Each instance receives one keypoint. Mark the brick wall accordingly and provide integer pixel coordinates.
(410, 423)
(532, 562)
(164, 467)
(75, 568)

Given exercise
Rewrite the records with "brick wall" swapped for "stone wall", leaving everything else unchanged.

Full output
Each instance receives one keypoint. Mark the stone wall accordingly and provide integer pixel coordinates.
(410, 423)
(532, 562)
(164, 467)
(75, 568)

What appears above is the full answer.